Extrait |
Jeannette Mac-Donald et sa favorite. Collection particulière JMD
Jeannette Mac-Donald, une "mordue" du cirque.
Marseille, Palais des Sports, 1955. Au Festival du Cirque, Jeannette, habillée, bottée, gantée, maquillée, mais
surtout pas parfumée (les fauves détestent Chanel et Guerlain) fait son "entrée de cage" sous les ovations du public. Tout se déroule le mieux du monde. En finesse. La dompteuse ne joue pas les
gros-bras, les forts des halles. Elle se faufile entre ses bêtes, telle une liane. Elle n'a rien du "dompteur déménageur" qui passe son temps à déplacer les tabourets et autres "réquisits".
Jeannette donne dans la dentelle. Elle fait corps avec les autres, lionne parmi les lionnes. Elle se fait épauler par Lola, qui est pleine, et va mettre bas ce qu'elle a de plus
beau.
Jeannette, la maîtresse de céans, la maîtresse de séance, en tenue d'apparat, officie pour
la Grand'messe. C'est dimanche matin, même le vendredi soir.
Jeannette place la lionne Lola autour du cou comme le prêtre son
étole.
Spectaculaire.
Mais ce soir, il a suffi d'une toute petite maladresse. Jeannette, sans s'en rendre compte, a dû pincer Lola. Celle-ci s'est rebiffée, à sa
manière. Elle a planté ses crocs dans la main droite de sa "partenaire".
L'accident.
Jeannette n'a pas paniqué. Elle a reposé Lola, s'est dégagée de la gueule du fauve. Il y a eu "du sang sous le chapiteau". Elle a pansé sa blessure et a terminé son numéro.
Un journaliste et un photographe du "Provençal" sont dépêchés sur les lieux. Le photographe demande à Jeannette de refaire le geste fatal. Le résultat fait penser à quelqu'un qui
remonterait ses bretelles...

Données affichées |
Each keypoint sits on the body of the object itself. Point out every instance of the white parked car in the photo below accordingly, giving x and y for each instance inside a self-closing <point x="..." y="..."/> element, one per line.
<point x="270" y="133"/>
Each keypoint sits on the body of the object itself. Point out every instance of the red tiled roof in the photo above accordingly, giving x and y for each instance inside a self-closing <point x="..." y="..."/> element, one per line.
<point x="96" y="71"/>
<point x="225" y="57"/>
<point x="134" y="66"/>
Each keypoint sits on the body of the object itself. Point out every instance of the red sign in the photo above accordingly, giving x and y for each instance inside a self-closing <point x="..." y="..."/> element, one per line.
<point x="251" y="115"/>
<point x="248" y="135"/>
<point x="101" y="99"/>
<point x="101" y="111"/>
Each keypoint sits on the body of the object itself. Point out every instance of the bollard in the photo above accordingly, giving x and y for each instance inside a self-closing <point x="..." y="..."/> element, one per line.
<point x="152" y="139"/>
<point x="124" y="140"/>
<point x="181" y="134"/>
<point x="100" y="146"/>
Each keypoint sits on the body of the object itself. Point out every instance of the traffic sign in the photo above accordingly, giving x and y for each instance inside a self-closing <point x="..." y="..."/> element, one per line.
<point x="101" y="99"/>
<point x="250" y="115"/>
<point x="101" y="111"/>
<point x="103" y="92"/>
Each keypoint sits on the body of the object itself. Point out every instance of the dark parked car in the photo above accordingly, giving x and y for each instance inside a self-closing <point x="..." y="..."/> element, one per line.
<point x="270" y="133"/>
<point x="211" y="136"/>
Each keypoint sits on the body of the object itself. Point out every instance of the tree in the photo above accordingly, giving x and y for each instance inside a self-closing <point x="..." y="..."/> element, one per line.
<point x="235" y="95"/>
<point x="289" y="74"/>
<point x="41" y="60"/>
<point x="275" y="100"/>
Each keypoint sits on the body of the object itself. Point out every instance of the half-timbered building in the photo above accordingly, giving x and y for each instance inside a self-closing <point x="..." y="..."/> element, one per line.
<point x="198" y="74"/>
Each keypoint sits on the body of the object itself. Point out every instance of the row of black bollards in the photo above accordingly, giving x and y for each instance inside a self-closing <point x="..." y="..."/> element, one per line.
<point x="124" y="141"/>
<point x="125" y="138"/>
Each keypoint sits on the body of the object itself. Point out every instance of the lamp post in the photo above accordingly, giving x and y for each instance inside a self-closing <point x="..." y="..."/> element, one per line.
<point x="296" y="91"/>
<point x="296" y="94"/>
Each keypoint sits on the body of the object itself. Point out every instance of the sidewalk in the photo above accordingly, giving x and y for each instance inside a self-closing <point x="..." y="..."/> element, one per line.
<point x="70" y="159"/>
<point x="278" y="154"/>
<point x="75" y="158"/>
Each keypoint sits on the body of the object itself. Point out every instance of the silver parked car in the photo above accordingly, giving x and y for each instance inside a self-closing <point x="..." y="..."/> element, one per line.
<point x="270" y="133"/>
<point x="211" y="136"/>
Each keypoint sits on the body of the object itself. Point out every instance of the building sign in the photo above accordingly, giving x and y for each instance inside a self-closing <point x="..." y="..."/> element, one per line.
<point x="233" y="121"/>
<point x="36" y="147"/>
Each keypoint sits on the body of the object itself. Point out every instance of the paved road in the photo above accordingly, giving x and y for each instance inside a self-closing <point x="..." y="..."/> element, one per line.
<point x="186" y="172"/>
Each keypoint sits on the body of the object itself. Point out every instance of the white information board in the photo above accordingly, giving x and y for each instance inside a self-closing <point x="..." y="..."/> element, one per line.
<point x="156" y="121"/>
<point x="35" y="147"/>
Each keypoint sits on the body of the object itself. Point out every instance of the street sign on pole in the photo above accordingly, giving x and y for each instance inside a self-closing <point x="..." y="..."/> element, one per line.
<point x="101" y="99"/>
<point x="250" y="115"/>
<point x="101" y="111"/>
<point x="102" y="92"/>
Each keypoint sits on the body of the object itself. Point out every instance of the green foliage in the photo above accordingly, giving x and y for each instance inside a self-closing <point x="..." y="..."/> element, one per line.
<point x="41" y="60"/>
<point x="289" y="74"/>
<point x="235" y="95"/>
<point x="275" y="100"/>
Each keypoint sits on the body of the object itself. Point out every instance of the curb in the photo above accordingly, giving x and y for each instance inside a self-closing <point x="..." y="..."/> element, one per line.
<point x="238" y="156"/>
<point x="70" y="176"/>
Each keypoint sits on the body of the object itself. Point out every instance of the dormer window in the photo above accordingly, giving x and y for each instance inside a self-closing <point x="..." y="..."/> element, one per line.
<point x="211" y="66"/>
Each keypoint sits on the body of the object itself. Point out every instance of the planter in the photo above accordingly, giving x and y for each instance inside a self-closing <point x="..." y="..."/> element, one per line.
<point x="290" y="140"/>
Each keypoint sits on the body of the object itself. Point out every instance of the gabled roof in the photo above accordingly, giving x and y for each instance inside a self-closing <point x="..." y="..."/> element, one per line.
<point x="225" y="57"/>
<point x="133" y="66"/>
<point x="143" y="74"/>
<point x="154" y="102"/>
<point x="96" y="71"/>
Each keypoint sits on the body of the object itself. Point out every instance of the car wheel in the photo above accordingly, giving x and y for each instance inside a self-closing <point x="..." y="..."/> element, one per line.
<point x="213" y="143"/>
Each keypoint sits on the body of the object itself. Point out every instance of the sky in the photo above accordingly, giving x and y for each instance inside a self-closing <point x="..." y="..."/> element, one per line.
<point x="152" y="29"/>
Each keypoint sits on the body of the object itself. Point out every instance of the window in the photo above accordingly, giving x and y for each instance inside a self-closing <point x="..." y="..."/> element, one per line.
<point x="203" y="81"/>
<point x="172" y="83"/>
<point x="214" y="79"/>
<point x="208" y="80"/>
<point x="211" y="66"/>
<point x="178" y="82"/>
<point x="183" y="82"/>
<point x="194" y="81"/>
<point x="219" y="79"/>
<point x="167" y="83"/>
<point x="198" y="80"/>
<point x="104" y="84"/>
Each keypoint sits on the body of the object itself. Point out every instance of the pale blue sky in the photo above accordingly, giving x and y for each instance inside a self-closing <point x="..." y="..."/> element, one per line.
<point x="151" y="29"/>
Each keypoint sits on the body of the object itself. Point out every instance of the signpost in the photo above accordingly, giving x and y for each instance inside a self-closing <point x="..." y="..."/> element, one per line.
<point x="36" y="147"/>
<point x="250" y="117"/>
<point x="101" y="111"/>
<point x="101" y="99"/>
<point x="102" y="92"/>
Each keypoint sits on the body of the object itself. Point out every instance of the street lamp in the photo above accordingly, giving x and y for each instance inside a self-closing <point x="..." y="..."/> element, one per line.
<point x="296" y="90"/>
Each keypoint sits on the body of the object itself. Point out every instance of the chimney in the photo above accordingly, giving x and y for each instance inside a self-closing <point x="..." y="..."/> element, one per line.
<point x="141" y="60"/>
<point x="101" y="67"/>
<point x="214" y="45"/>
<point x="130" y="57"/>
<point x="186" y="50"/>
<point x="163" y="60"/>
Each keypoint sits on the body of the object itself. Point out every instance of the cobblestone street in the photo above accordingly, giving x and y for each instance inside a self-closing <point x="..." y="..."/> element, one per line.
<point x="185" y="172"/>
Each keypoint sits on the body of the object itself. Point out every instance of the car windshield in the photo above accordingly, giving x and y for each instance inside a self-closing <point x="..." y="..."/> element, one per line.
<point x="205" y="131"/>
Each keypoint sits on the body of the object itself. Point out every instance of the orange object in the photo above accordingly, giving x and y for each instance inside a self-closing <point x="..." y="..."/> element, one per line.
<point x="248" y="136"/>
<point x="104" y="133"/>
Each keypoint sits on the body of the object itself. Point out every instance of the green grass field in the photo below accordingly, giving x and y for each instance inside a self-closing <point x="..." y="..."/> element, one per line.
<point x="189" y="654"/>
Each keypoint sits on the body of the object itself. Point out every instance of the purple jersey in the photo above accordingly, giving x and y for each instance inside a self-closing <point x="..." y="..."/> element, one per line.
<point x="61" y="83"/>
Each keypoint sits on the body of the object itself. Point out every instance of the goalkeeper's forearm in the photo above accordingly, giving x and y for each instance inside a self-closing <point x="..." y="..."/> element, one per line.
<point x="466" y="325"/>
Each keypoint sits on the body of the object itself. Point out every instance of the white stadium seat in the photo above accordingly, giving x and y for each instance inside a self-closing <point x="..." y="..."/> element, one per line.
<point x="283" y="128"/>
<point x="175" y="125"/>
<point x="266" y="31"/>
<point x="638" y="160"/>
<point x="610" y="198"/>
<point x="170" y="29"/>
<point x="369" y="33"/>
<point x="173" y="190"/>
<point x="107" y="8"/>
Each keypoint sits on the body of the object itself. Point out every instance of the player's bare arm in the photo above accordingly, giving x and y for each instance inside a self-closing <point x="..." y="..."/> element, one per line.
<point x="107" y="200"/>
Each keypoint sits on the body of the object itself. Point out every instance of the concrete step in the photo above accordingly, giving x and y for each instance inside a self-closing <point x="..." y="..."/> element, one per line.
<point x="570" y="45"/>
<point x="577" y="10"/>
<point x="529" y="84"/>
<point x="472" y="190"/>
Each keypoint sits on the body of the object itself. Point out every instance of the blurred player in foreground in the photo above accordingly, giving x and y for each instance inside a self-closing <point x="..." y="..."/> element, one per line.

Actions à mener |
- a) Dans l'extrait, quels participes décrivent Jeannette juste avant « mais surtout pas parfumée » ?
- b) Pouvez-vous reproduire l'extrait en commençant par « L'accident. » et en poursuivant jusqu'à « terminé son numéro. » ?

Liste des réponses |
- a) habillée, bottée, gantée, maquillée

- b)
L'accident.
Jeannette n'a pas paniqué. Elle a reposé Lola, s'est dégagée de la gueule du fauve. Il y a eu "du sang sous le chapiteau". Elle a pansé sa blessure et a terminé son numéro.